Passage provided:
== Segment start ==

Inner regions A category of geographic remoteness in ARIA. Examples of SLAs coded as inner regions include Hawkesbury, Lake Macquarie, Maitland, Tamworth, Lismore, Albury, Wagga Wagga and Ballina.

Live birth The complete expulsion or extraction from its mother of a baby that is at least 400 grams or 20 weeks gestation who, after being born, breathes or shows any evidence of life such as a heartbeat.

Least disadvantaged The definition of least disadvantaged varies by collection. The reader should refer to individual collections to obtain the relevant definition.

Major cities A category of geographic remoteness in ARIA. Examples of SLAs coded as major cities include most capital cities, and major urban areas such as Queanbeyan and Newcastle.

Middle childhood Children aged between nine and fourteen years of age. Also known as the middle years of childhood.

Migration streams The family stream is for migrants sponsored by family who are permanent residents in Australia; the humanitarian stream is for refugees or others with humanitarian needs; and the skilled stream is for those migrating to Australia for work.

== Segment end ==

Apply what you read:
1. Please print everything in the glossary from "Migration streams The" down to "Australia for work.".
2. Proceed with the glossary of remoteness, birth and childhood terms from where it stops.
The lines on this page are separate material, unrelated to the glossary.

Material shown:
== Segment start ==

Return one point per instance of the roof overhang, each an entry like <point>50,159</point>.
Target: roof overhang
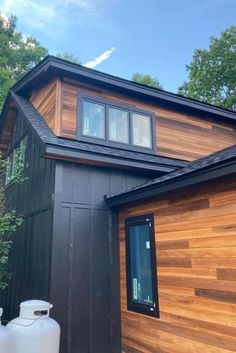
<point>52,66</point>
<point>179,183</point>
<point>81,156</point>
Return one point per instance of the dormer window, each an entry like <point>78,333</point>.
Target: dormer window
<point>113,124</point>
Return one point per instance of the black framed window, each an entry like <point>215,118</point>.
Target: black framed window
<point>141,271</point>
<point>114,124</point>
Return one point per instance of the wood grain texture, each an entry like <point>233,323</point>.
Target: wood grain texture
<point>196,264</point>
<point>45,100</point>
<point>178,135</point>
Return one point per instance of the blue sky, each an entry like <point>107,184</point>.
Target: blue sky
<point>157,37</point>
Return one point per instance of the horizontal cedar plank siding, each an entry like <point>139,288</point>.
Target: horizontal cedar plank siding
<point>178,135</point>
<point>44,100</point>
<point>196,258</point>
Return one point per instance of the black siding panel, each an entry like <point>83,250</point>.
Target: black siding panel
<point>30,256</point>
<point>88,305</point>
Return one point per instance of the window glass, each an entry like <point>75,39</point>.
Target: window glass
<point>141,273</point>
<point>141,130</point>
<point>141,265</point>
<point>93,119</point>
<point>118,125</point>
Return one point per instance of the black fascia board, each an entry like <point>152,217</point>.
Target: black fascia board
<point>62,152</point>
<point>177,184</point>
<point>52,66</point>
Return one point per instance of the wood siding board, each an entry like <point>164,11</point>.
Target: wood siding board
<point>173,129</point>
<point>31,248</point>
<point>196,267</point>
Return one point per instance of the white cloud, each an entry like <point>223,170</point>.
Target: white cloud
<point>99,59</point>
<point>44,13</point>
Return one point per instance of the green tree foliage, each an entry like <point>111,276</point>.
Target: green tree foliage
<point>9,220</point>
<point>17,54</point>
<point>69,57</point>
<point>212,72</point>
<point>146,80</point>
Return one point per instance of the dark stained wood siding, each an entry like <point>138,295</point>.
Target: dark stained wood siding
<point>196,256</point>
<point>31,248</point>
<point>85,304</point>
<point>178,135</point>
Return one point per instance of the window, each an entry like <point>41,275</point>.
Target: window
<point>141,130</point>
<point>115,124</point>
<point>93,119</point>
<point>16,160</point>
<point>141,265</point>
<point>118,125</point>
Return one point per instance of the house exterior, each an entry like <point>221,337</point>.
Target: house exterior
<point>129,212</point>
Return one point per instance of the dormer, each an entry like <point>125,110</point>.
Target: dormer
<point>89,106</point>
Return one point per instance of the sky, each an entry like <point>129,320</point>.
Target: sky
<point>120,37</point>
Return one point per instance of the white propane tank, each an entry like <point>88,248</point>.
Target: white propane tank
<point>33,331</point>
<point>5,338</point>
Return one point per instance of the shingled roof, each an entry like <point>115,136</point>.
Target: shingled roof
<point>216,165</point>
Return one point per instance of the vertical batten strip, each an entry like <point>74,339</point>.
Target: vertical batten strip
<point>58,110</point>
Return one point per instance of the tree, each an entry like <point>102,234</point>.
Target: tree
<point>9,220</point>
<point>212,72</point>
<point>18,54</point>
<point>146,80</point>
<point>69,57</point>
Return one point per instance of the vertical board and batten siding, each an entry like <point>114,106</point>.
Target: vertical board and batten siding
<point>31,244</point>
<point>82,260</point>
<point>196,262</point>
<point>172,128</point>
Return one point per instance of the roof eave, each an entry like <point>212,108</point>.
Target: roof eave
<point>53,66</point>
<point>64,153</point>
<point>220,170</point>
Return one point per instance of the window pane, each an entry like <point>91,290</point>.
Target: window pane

== Segment end ==
== Segment start ==

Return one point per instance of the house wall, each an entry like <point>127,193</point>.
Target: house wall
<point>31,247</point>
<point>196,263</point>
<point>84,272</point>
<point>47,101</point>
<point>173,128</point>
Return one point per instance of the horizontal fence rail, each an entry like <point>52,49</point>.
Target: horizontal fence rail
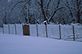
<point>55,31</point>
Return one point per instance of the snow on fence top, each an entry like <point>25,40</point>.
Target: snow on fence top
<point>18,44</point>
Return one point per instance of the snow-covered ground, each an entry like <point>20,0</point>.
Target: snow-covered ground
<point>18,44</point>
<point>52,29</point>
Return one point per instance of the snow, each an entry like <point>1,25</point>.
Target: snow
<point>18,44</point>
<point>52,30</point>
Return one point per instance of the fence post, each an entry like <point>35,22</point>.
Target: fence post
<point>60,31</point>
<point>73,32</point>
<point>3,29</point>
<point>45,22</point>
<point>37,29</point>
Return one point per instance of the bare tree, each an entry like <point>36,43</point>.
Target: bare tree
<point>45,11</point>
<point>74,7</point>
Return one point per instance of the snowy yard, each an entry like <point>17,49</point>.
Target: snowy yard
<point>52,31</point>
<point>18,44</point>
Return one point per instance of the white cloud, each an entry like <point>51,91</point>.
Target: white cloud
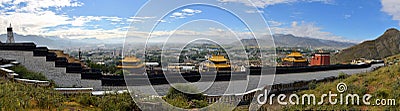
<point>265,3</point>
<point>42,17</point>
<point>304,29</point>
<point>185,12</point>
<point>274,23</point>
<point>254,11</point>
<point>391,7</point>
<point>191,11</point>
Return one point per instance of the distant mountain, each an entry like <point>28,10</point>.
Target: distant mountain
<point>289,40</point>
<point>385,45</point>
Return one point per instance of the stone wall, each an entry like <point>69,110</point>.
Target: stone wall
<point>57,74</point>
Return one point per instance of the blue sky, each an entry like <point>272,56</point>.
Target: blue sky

== Segment end ==

Exercise responses:
1.
Migration streams The family stream is for migrants sponsored by family who are permanent residents in Australia; the humanitarian stream is for refugees or others with humanitarian needs; and the skilled stream is for those migrating to Australia for work.

2.
Most disadvantaged The definition of most disadvantaged varies by collection. The reader should refer to individual collections to obtain the relevant definition.

Out-of-home care Care provided to children who cannot live safely in their home. They may live with relatives, foster carers, in residential care or independently.

Perinatal death A stillbirth or neonatal death.

Post-neonatal An infant aged from 28 to 365 days old.

Principal penalty A principal penalty is the most serious penalty imposed on the child by the court.

Rate A rate is the total number of the information of interest divided by the population. Information in usually reported per 1,000 children in NSW.

Remote regions A category of geographic remoteness in ARIA. Examples of SLAs coded as remote include Balranald, Warren, Walgett, Hay and Moree Plains.

Statistical Division (SD) An Australian Standard Geographical Classification (ASGC) defined area which represents a large, general-purpose, regional-type geographic area. The SD is the largest and most stable spatial unit within each state and territory. SDs represent relatively homogeneous regions characterised by identifiable social and economic links between the inhabitants and between the economic units within the region, under the unifying influence of one or more major towns or cities. They consist of one or more Statistical Subdivisions (SSDs) and cover, in aggregate, the whole of Australia without gaps or overlaps. SDs aggregate to form states and territories.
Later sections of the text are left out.